● Rincian Tugas
Salin dengan tepat bagian teks tentang nasib kaum Afrika-Amerika setelah Proklamasi Emansipasi, mulai dari "Keengganan para tuan" hingga "dengan perbedaan ras.", termasuk kedua batas tersebut.

Di tempat Washington, kabar sukacita itu datang pada suatu pagi. Para budak tiba-tiba dipanggil berkumpul di rumah induk. Tuan besar bersama keluarganya sudah hadir. Dalam rumah itu sudah hadir beberapa tentara. Seorang di antaranya berpidato pendek, lalu membacakan pengumuman dari gulungan kertas yang ternyata Proklamasi Emansipasi. ”Setelah itu, kami diberi tahu bahwa kami bebas, bisa pergi ke mana pun, kapan pun kami mau…. Dengan air mata bahagia membanjiri pipi, ibuku mencium anak-anaknya.”

Tapi penderitaan justru baru dimulai. Bebas dari perbudakan, kaum Afrika-Amerika berhadapan dengan masalah baru. Mereka tertinggal dalam pendidikan, tak punya apa-apa, pekerjaan terbatas, dan hak politik dibatasi. Di tengah masyarakat, muncul garis tegas yang memisahkan mereka dari warga berkulit putih dalam pergaulan sosial. Orang hitam tak boleh ke kolam renang, tak boleh ke toilet umum, dan naik bus harus duduk di bagian paling belakang. Bahkan, di pemerintahan federal, pada zaman Presiden Woodrow Wilson, pegawai kulit hitam tak boleh bekerja di ruangan yang sama dengan rekan kulit putihnya.

Keengganan para tuan tanah di daerah Selatan—dari Delaware hingga Texas—melepaskan para budaknya memperburuk hidup kaum Afrika-Amerika. Di daerah inilah, hanya setahun setelah Amendemen Ke-13, lahir Ku Klux Klan. Kelompok ini menteror para budak, juga warga kulit putih yang tak peduli dengan perbedaan ras.

● Materi Ekstraksi

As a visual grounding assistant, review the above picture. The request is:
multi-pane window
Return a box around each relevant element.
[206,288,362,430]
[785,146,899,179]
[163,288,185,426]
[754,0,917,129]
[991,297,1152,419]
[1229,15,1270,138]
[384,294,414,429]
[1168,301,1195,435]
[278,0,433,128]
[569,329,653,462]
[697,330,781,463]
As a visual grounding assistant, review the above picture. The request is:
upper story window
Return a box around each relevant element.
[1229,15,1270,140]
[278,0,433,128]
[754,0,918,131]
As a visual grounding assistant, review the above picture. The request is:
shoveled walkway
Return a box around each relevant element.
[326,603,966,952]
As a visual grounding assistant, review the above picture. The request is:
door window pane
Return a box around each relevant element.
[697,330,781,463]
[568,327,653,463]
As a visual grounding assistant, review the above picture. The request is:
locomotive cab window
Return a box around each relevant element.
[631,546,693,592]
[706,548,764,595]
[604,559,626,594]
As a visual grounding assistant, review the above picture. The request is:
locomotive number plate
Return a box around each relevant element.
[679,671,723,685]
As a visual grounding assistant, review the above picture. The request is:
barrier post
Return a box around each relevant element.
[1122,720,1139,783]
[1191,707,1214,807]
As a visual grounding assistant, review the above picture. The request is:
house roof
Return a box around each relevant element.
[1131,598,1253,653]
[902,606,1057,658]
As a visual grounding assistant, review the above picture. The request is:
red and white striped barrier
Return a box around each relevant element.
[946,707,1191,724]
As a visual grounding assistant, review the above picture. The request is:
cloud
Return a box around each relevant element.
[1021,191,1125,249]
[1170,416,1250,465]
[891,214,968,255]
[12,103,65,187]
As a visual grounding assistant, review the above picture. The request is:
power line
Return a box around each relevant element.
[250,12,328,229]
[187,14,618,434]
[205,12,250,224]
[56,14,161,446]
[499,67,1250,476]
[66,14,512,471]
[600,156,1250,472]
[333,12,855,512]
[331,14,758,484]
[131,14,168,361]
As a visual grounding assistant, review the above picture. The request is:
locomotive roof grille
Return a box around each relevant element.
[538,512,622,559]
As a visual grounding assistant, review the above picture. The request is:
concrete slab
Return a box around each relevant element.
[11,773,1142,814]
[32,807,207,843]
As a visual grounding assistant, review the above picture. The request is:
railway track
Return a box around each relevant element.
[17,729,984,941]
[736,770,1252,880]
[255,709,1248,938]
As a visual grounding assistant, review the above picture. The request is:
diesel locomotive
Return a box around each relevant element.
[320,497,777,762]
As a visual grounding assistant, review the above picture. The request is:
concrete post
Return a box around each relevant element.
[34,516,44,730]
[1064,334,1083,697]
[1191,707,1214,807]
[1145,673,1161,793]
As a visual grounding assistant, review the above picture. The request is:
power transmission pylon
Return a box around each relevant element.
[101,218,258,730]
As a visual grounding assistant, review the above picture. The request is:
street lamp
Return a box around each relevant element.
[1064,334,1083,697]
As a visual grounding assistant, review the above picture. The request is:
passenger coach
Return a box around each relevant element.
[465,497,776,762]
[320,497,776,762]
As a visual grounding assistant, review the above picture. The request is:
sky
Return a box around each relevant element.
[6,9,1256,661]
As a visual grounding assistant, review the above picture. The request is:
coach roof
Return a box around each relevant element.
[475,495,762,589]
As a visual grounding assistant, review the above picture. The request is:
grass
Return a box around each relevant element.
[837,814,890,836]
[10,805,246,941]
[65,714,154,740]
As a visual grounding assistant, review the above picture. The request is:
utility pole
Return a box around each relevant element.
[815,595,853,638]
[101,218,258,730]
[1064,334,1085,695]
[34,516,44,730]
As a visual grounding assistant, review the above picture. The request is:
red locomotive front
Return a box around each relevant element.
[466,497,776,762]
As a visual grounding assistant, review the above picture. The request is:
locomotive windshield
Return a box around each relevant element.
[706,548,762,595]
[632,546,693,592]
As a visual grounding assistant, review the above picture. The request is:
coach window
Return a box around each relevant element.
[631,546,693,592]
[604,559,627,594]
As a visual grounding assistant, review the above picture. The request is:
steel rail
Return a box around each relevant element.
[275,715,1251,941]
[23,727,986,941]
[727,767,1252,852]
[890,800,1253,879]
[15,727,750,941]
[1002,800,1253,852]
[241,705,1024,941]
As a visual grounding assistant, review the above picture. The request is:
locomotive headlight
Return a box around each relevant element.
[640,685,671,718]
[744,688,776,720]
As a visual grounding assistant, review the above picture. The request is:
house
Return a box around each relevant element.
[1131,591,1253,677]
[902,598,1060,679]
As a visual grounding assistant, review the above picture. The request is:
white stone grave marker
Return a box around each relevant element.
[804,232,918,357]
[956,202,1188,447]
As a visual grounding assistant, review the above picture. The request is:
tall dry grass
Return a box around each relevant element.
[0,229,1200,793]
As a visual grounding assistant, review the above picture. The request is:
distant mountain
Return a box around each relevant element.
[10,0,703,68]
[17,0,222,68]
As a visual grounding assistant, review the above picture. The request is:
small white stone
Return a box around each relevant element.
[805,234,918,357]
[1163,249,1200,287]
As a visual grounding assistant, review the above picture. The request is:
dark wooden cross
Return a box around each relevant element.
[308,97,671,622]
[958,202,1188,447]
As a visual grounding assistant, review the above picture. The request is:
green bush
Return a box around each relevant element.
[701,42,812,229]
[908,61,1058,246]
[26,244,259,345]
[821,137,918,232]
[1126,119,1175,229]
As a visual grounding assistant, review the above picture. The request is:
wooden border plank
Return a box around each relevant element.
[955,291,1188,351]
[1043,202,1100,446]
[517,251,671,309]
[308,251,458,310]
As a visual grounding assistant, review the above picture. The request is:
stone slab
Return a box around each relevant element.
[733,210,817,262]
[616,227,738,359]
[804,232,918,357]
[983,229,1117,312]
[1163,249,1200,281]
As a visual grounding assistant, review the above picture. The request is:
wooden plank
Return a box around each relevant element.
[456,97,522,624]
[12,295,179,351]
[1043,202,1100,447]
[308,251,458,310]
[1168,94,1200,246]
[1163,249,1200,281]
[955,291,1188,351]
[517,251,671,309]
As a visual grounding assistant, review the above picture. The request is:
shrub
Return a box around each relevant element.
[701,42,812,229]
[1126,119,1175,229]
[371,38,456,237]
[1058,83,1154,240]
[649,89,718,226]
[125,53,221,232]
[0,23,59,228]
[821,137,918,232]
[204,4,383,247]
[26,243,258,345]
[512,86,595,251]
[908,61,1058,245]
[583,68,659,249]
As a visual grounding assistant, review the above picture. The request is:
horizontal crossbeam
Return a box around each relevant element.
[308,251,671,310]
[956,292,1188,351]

● Hasil Latihan
Keengganan para tuan tanah di daerah Selatan—dari Delaware hingga Texas—melepaskan para budaknya memperburuk hidup kaum Afrika-Amerika. Di daerah inilah, hanya setahun setelah Amendemen Ke-13, lahir Ku Klux Klan. Kelompok ini menteror para budak, juga warga kulit putih yang tak peduli dengan perbedaan ras.